_PROBLEMS TO SOLVE_:
[A] Could you echo the Grafana alert webhook documentation, between "A FastAPI web" and "SSH user/port/key information.", inclusive?
[B] What does the Grafana alert webhook documentation describe? Answer in two sentences.
[C] How would the Grafana alert webhook documentation go on? Write its next part, starting after its final sentence.

_PAGE TEXT_:
----
A FastAPI web server that accepts Grafana alert webhooks, finds the matching entry in alert_runbook.yaml, renders the LLM prompt, and posts it to OpenRouter. The response text is returned to Grafana (or any caller) immediately so automation can fan out to chat, ticketing, etc.

Dependencies

python3 -m venv .venv
.venv/bin/pip install fastapi uvicorn pyyaml requests langchain

Environment

  • OPENROUTER_API_KEY required.
  • OPENROUTER_MODEL optional (default openai/gpt-4o-mini).
  • RUNBOOK_PATH optional (default alert_runbook.yaml in repo root).
  • ANSIBLE_HOSTS_PATH optional (default /etc/ansible/hosts). When set, the webhook auto-loads the Ansible inventory so alerts targeting known hosts inherit their SSH user/port/key information.
  • OPENROUTER_REFERER / OPENROUTER_TITLE forwarded headers if needed.
  • TRIAGE_ENABLE_COMMANDS set to 1 to let the webhook execute runbook commands (default 0 keeps it in read-only mode).
  • TRIAGE_COMMAND_RUNNER ssh (default) or local. When using ssh, also set TRIAGE_SSH_USER and optional TRIAGE_SSH_OPTIONS.
  • TRIAGE_COMMAND_TIMEOUT, TRIAGE_MAX_COMMANDS, TRIAGE_OUTPUT_LIMIT, TRIAGE_DEFAULT_OS tune execution behavior.
  • TRIAGE_VERBOSE_LOGS set to 1 to stream the entire LLM dialogue, prompts, and command outputs to the webhook logs for debugging.
  • TRIAGE_EMAIL_ENABLED when 1, the webhook emails the final LLM summary per alert. Requires TRIAGE_EMAIL_FROM, TRIAGE_EMAIL_TO (comma-separated), TRIAGE_SMTP_HOST, and optional TRIAGE_SMTP_PORT, TRIAGE_SMTP_USER, TRIAGE_SMTP_PASSWORD, TRIAGE_SMTP_STARTTLS, TRIAGE_SMTP_SSL.

Running

source .venv/bin/activate
export OPENROUTER_API_KEY=...
uvicorn scripts.grafana_alert_webhook:app --host 0.0.0.0 --port 8081

The server loads the runbook at startup and exposes:

  • POST /alerts Grafana webhook target.
  • POST /reload-runbook force runbook reload without restarting.

When TRIAGE_ENABLE_COMMANDS=1, the server executes the relevant triage commands for each alert (via SSH or locally), captures stdout/stderr, and appends the results to both the OpenRouter prompt and the HTTP response JSON. This lets you automate evidence gathering directly from the runbook instructions. Use environment variables to control which user/host the commands target and to limit timeouts/output size. LangChain powers the multi-turn investigation flow: the LLM can call the provided tools (run_local_command, run_ssh_command) to gather additional evidence until its ready to deliver a final summary. When /etc/ansible/hosts (or ANSIBLE_HOSTS_PATH) is available the server automatically enriches the alert context with SSH metadata (user, host, port, identity file, and common args) so runbook commands default to using SSH against the alerting host instead of the webhook server.
----
_PROVIDED RECORDS_:
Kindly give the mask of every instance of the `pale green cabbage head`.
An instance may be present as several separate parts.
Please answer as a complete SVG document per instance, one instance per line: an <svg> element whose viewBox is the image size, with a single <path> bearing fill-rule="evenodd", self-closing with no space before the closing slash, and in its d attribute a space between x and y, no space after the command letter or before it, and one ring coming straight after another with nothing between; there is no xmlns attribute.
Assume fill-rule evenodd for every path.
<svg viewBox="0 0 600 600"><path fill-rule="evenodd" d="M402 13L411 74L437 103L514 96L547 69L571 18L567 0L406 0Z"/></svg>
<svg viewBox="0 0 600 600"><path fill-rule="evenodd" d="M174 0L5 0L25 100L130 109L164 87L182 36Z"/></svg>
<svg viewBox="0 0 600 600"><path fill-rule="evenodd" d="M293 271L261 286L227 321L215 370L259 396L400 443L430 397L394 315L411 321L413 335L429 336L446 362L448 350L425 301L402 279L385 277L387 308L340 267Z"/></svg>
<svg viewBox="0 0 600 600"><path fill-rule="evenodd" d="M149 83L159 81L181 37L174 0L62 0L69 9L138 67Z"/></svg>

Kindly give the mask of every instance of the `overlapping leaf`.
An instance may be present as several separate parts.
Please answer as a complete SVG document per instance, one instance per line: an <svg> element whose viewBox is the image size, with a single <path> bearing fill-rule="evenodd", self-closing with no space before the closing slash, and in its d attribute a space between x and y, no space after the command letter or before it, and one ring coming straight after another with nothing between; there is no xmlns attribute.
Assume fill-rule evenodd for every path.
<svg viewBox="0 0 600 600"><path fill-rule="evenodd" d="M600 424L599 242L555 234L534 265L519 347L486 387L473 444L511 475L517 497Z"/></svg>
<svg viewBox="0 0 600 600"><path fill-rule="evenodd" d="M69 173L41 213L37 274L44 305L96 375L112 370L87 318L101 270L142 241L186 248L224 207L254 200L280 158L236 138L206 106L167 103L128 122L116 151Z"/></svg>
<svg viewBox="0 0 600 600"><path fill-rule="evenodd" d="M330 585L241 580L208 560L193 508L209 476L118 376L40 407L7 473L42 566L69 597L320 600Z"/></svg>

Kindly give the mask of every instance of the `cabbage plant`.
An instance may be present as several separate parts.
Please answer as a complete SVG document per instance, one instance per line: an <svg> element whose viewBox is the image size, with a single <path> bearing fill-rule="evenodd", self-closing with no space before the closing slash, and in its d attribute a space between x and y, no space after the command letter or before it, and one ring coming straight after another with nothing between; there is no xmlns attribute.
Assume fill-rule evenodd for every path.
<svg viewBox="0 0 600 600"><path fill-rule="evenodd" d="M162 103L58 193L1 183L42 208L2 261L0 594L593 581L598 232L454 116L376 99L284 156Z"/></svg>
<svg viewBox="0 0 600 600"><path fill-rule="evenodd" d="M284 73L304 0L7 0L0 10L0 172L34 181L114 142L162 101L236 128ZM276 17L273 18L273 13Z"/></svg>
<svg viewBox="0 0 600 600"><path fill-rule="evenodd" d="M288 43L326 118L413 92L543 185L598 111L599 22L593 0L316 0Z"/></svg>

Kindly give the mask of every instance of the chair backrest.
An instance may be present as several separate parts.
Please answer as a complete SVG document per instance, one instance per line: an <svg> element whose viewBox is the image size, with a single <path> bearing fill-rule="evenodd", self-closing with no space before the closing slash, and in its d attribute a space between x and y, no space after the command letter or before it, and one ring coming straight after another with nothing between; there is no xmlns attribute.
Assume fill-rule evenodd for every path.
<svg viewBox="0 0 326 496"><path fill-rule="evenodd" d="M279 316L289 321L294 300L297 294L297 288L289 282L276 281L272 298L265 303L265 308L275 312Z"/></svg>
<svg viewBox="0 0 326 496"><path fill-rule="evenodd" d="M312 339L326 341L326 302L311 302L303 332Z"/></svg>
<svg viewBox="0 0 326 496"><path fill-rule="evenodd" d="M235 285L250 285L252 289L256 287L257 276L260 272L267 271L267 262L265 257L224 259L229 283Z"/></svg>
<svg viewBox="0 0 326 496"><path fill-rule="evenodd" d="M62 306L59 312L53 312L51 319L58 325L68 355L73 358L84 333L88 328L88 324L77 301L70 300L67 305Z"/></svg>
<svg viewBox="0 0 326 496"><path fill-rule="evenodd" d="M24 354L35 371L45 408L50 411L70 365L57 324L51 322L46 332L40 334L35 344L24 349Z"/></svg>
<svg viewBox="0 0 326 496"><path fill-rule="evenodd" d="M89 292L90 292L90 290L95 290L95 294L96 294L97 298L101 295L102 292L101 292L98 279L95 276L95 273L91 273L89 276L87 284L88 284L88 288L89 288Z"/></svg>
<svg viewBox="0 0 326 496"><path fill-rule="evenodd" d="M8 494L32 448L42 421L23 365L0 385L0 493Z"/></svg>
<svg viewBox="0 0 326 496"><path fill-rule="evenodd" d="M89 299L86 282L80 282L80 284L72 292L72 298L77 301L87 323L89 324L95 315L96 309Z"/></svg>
----
_EXERCISE RESPONSES_:
[A]
A FastAPI web server that accepts Grafana alert webhooks, finds the matching entry in alert_runbook.yaml, renders the LLM prompt, and posts it to OpenRouter. The response text is returned to Grafana (or any caller) immediately so automation can fan out to chat, ticketing, etc.

Dependencies

python3 -m venv .venv
.venv/bin/pip install fastapi uvicorn pyyaml requests langchain

Environment

  • OPENROUTER_API_KEY required.
  • OPENROUTER_MODEL optional (default openai/gpt-4o-mini).
  • RUNBOOK_PATH optional (default alert_runbook.yaml in repo root).
  • ANSIBLE_HOSTS_PATH optional (default /etc/ansible/hosts). When set, the webhook auto-loads the Ansible inventory so alerts targeting known hosts inherit their SSH user/port/key information.

[B] A FastAPI server accepts Grafana alert webhooks, matches each alert to an entry in alert_runbook.yaml, renders an LLM prompt, posts it to OpenRouter, and returns the response right away. Its behavior is set through environment variables, and it can optionally run runbook triage commands over SSH or locally, add their output to the prompt and the response JSON, let the LLM collect more evidence through LangChain tools, and take SSH details from the Ansible inventory.

[C]
Running with Docker Compose

  1. Copy .env.example to .env and fill in your OpenRouter key, email SMTP settings, and other toggles.
  2. Place any SSH keys the webhook needs inside ./.ssh/ (the compose file mounts this directory read-only inside the container).
  3. Run docker compose up -d to build and launch the webhook. It listens on port 8081 by default and uses the mounted alert_runbook.yaml plus the host /etc/ansible/hosts.
  4. Use docker compose logs -f to watch verbose LangChain output or restart with docker compose restart when updating the code/runbook.

Sample payload

curl -X POST http://localhost:8081/alerts \
  -H 'Content-Type: application/json' \
  -d '{
        "status":"firing",
        "ruleUid":"edkmsdmlay2o0c",
        "ruleUrl":"http://casper:3000/alerting/grafana/edkmsdmlay2o0c/view",
        "alerts":[
          {
            "status":"firing",
            "labels":{
              "alertname":"High Mem.",
              "host":"unit-02",
              "rule_uid":"edkmsdmlay2o0c"
            },
            "annotations":{
              "summary":"Memory usage above 95% for 10m",
              "value":"96.2%"
            },
            "startsAt":"2025-09-22T17:20:00Z",
            "endsAt":"0001-01-01T00:00:00Z"
          }
        ]
      }'

With a valid OpenRouter key this returns a JSON body containing the LLM summary per alert plus any unmatched alerts (missing runbook entries or rule UIDs).

Testing without OpenRouter

Set OPENROUTER_API_KEY=dummy and point the DNS entry to a mock (e.g. mitmproxy) if you need to capture outbound requests. Otherwise, hits will fail fast with HTTP 502 so Grafana knows the automation need to be retried.